## Work to complete
(A) The faculty profile names several people who supervised, advised, co-advised, or guided the professor. List all of them.
(B) Answer each question from the faculty profile:
(i) Which lab does the professor lead?
(ii) Which university granted the professor's bachelor degree?
(iii) Which current group member started in 2024-Spring?

## Source excerpt

I am an assistant professor in the Department of Computer Science & Engineering (CSE) at the Hong Kong University of Science and Technology (HKUST). I am leading the Relexed System Lab. I am recruiting PhD students to work on research topics, including machine learning for data management and distributed/decentralized machine learning systems; please contact me by email with your latest resume if you are interested in joining us.
Before Joining HKUST I was a Postdoctoral Researcher in the Computer Science Department at ETH Zurich, under the supervision of Dr. Ce Zhang. I accomplished my Ph.D. program in Computer Science Department at Rice University. My adviser was Dr. Chris Jermaine and I was co-advised by Dr. Anastasios Kyrillidis for my Ph.D. thesis. I got my master degree from Computer Science Department at Rice University, supervised by Dr. Ron Goldman, and bachelor degree from Computer Science Department at Fudan University guided by Dr. Bo Yan for research.
Current Group Members
- Ran Yan (2023-Fall, BS@PKU)
- Tianyi Bai (2023-Fall, Intern@PKU-DAIR Lab)
- Jiashu Wang (2024-Spring, BS@PKU)
- Fangyu Ding (2024-Fall, MS,BS@SJTU)
- Wangcheng Tao (2024-Fall, BS@HUST)
- Guangxin He (2024-Fall, BS@UCAS, MS@CAS)
Zipeng Qiu (2024-Fall, BS@FDU)

## Excerpted data
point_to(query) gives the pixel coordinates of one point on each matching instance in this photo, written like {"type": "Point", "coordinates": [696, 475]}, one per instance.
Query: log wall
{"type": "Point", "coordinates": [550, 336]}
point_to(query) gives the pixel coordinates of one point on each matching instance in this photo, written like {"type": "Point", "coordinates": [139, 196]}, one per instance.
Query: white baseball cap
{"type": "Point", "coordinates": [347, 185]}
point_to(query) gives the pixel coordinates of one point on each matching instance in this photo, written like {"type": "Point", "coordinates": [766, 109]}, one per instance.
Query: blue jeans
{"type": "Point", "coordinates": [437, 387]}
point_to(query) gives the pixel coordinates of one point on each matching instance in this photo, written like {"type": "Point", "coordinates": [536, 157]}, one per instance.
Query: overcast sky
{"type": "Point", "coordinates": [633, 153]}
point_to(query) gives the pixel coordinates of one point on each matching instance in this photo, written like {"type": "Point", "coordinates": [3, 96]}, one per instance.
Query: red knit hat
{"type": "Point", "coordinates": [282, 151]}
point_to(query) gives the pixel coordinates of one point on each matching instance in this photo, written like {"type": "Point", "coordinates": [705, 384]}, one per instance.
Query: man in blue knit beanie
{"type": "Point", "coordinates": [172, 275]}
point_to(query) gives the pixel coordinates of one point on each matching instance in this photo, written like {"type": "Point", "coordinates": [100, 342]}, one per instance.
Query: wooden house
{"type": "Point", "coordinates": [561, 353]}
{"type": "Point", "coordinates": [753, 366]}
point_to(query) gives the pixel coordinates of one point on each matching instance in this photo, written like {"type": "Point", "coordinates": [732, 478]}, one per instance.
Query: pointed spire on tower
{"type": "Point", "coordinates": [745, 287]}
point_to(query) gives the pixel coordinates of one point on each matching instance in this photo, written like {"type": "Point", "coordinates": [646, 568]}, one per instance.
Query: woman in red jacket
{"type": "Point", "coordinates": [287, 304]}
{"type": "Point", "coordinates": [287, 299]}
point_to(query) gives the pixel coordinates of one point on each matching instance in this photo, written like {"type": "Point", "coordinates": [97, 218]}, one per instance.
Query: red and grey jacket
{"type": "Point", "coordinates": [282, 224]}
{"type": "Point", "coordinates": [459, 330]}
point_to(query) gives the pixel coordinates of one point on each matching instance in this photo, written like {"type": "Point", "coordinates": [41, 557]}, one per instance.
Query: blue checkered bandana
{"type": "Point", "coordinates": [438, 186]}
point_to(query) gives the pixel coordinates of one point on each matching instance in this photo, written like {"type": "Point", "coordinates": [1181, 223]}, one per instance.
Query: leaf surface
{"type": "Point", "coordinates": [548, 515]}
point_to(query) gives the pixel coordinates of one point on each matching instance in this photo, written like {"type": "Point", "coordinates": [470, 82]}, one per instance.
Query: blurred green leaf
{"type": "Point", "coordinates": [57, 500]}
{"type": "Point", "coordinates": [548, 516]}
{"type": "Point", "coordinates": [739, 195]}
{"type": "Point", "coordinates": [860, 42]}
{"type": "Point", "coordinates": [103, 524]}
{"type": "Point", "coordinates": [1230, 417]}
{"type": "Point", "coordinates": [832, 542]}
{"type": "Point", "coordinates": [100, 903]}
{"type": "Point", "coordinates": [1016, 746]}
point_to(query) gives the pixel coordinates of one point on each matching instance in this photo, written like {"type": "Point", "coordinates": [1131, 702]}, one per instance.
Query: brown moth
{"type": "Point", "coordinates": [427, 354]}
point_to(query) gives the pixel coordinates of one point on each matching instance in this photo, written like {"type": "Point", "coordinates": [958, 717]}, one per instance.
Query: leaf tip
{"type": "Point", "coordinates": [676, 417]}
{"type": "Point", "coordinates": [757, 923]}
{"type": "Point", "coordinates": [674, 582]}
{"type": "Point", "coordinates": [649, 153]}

## The solutions
(A)
- Dr. Ce Zhang
- Dr. Chris Jermaine
- Dr. Anastasios Kyrillidis
- Dr. Ron Goldman
- Dr. Bo Yan

(B)
(i) The Relexed System Lab
(ii) Fudan University
(iii) Jiashu Wang